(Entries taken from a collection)
+--

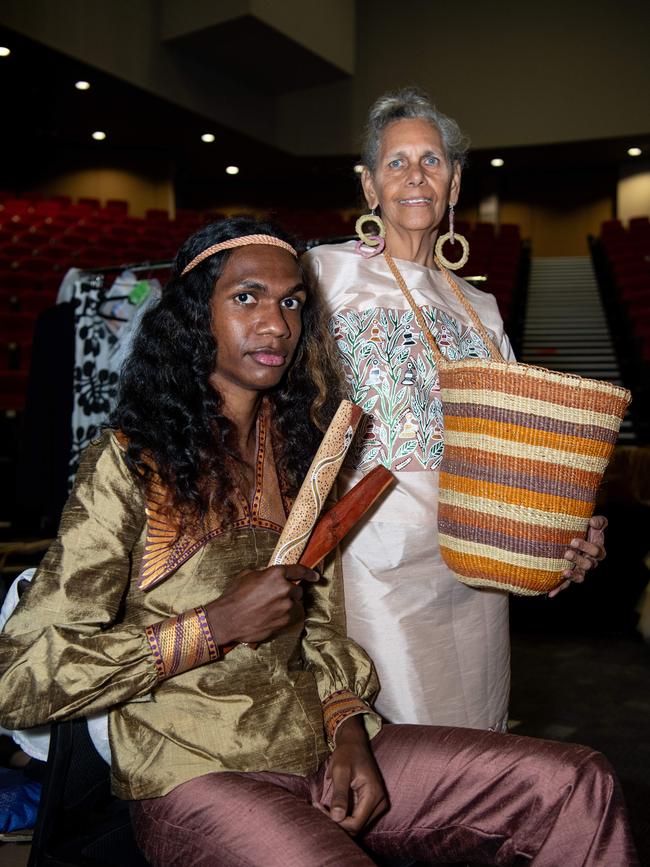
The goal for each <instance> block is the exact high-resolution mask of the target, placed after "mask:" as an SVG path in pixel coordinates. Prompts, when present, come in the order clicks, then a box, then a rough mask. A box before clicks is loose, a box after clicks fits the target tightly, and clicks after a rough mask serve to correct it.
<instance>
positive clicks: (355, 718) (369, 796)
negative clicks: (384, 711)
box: [320, 716, 388, 835]
mask: <svg viewBox="0 0 650 867" xmlns="http://www.w3.org/2000/svg"><path fill="white" fill-rule="evenodd" d="M327 776H328V777H329V778H330V779H331V781H332V800H331V802H330V807H329V815H330V818H331V819H332V820H333V821H334V822H337V823H338V824H339V825H340V826H341V828H343V829H344V830H346V831H347V832H348V834H351V835H354V834H358V833H359V832H360V831H362V830H363V829H364V828H365V826H366V825H368V824H369V823H370V822H372V821H374V820H375V819H376V818H377V817H378V816H381V814H382V813H384V812H385V811H386V810H387V809H388V795H387V794H386V789H385V787H384V781H383V780H382V778H381V774H380V773H379V768H378V767H377V764H376V762H375V758H374V756H373V754H372V751H371V749H370V744H369V743H368V736H367V735H366V731H365V729H364V726H363V721H362V719H361V717H360V716H352V717H348V719H346V720H345V721H344V722H342V723H341V725H340V726H339V727H338V729H337V731H336V747H335V749H334V751H333V752H332V755H331V756H330V759H329V763H328V767H327ZM320 806H321V808H322V805H320Z"/></svg>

+--

→ Task to complete: Give everything from the start of the material down to the line containing "box: [320, 716, 388, 835]", both ends included, as a Markdown table with the columns n and Line. Number the rows, leave out blank lines, and omit the pictures.

→ Reply to the task:
| n | Line |
|---|---|
| 1 | The goal for each <instance> block is the exact high-resolution mask of the target, placed after "mask:" as an SVG path in pixel coordinates. Prompts, when present, come in the order clicks, then a box, then a rough mask. A box before clicks is loose, a box after clicks fits the target tightly, and clicks after a rough mask serve to correct it. |
| 2 | <instance> |
| 3 | positive clicks: (355, 718) (369, 796) |
| 4 | negative clicks: (384, 711) |
| 5 | box: [320, 716, 388, 835] |